» **DIRECTIONS FOR THIS TASK**: Everything from the line holding "One keypoint belongs to every instance. Tag the shadowed" through the last line below must be repeated exactly, and nothing else.

━━ MATERIAL SHOWN

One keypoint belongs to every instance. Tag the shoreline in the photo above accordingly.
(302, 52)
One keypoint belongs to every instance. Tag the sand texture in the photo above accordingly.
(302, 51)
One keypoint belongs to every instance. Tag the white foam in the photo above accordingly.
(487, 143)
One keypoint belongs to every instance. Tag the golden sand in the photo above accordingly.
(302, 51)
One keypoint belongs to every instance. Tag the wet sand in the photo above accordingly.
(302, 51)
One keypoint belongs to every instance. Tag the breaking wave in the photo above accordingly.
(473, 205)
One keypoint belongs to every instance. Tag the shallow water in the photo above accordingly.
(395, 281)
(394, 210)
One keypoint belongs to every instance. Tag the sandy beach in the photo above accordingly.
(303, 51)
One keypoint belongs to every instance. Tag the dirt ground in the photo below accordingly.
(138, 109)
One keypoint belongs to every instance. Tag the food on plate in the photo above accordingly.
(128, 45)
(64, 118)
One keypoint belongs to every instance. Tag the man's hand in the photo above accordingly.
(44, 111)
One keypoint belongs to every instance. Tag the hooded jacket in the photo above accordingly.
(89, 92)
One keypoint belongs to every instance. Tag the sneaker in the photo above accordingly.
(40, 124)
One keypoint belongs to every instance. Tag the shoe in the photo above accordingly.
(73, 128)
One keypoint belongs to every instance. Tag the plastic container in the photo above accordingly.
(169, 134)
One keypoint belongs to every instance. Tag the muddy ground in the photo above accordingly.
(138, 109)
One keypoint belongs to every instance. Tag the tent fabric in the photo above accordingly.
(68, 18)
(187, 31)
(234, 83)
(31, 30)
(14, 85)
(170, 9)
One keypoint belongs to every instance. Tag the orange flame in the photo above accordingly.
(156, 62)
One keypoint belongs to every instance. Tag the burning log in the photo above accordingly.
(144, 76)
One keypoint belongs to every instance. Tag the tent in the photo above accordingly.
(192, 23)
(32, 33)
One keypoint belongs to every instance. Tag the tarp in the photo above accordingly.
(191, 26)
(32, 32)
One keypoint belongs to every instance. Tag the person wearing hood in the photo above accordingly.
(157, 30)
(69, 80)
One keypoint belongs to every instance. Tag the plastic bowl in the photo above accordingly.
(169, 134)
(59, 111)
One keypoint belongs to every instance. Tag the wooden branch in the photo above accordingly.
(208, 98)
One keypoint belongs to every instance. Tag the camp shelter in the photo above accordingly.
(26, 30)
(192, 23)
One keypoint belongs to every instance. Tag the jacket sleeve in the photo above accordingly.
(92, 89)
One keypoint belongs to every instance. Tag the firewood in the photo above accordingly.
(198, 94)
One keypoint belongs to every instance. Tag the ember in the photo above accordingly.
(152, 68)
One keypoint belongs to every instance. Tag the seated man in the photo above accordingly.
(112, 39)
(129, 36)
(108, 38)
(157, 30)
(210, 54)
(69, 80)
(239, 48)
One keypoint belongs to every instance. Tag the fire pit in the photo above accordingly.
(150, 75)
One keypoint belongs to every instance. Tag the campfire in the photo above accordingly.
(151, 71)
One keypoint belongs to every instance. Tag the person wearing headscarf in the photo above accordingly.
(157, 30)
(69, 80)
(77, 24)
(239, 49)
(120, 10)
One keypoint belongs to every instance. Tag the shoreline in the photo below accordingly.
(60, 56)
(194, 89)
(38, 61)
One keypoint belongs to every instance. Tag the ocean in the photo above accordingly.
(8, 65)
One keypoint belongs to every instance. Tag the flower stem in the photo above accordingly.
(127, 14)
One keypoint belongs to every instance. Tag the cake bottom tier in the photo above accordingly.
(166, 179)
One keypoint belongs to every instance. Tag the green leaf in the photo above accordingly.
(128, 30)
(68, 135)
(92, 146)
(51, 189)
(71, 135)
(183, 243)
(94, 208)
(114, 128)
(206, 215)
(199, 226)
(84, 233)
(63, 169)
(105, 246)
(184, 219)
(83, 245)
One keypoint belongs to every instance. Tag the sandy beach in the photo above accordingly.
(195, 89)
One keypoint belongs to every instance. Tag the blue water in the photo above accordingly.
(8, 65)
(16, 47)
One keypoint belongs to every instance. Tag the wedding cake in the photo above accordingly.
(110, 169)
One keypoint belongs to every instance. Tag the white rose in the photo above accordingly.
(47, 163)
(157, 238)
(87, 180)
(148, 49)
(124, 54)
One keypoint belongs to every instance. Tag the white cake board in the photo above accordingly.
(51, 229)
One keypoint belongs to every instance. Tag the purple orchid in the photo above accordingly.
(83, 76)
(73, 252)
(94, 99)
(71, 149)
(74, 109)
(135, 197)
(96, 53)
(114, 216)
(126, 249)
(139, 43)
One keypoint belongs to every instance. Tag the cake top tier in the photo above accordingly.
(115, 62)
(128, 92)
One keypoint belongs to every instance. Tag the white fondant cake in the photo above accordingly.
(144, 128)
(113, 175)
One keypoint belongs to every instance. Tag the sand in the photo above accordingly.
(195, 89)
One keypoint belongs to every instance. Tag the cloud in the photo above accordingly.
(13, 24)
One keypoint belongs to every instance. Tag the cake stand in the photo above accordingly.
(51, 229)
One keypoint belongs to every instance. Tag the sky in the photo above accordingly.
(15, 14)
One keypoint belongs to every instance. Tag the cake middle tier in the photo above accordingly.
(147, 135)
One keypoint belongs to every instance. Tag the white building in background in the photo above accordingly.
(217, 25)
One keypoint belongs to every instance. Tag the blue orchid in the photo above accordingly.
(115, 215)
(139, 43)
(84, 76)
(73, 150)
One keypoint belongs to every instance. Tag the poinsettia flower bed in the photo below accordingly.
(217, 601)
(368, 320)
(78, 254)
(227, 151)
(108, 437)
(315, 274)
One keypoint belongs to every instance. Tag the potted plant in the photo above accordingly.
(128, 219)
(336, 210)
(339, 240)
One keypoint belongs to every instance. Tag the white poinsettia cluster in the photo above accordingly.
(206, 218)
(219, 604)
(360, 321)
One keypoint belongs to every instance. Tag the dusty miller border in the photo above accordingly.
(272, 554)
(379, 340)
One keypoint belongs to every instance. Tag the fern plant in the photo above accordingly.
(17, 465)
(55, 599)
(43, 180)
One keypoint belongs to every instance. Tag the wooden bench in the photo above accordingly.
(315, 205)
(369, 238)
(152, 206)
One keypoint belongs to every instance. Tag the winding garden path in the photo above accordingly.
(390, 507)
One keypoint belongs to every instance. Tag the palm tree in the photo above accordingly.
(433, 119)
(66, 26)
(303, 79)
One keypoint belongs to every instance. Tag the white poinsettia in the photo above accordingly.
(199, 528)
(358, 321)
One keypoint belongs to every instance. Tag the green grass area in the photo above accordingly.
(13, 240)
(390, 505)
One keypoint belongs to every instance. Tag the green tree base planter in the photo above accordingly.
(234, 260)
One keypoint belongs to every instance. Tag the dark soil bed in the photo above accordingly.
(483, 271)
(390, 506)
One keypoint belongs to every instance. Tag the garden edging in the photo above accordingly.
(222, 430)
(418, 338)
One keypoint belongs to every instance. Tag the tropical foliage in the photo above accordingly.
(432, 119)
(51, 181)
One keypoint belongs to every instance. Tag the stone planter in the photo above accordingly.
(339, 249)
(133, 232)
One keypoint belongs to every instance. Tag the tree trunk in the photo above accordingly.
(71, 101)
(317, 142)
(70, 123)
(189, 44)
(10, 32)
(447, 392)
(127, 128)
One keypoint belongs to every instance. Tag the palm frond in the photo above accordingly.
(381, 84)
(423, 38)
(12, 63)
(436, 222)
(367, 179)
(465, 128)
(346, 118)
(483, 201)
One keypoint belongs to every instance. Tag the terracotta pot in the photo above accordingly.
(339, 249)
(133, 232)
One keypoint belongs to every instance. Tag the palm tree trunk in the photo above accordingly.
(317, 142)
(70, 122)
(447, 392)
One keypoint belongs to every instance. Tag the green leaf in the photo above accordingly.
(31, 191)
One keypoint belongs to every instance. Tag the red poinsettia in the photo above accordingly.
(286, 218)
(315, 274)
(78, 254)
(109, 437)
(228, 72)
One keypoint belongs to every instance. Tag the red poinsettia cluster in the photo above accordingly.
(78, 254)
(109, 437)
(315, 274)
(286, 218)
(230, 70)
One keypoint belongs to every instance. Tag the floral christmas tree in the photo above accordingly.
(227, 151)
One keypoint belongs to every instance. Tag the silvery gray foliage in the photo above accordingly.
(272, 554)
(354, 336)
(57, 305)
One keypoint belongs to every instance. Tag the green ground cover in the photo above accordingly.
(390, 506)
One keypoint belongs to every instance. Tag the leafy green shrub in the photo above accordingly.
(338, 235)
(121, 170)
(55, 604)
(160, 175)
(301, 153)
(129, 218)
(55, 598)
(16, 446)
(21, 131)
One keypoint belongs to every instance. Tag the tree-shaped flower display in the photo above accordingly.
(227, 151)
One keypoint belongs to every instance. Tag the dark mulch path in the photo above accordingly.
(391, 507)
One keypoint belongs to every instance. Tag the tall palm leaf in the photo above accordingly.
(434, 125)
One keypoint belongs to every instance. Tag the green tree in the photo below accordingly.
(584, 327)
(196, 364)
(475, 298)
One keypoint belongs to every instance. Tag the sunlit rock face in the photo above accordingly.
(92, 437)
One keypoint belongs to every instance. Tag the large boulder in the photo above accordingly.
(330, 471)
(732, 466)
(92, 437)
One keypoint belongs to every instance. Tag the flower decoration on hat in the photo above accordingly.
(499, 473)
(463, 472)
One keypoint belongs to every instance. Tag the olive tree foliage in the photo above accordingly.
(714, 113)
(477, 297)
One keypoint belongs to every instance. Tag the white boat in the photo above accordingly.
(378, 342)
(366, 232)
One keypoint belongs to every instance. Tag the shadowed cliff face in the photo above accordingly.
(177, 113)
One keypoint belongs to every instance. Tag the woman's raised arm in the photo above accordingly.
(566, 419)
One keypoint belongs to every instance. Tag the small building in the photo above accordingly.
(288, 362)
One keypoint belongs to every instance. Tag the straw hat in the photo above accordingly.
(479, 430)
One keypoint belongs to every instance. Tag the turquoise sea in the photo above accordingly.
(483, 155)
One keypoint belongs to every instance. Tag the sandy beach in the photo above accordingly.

━━━━

» **ANSWER**:
One keypoint belongs to every instance. Tag the shadowed cliff face in the photo above accordingly.
(177, 113)
One keypoint belongs to every instance. Tag the woman's raised arm in the photo above accordingly.
(566, 419)
One keypoint belongs to every instance. Tag the small building in the photo above accordingly.
(288, 362)
One keypoint belongs to every instance. Tag the straw hat in the photo above accordingly.
(479, 430)
One keypoint belongs to every instance. Tag the turquoise sea in the photo above accordingly.
(483, 155)
One keypoint belongs to every instance. Tag the sandy beach in the photo above accordingly.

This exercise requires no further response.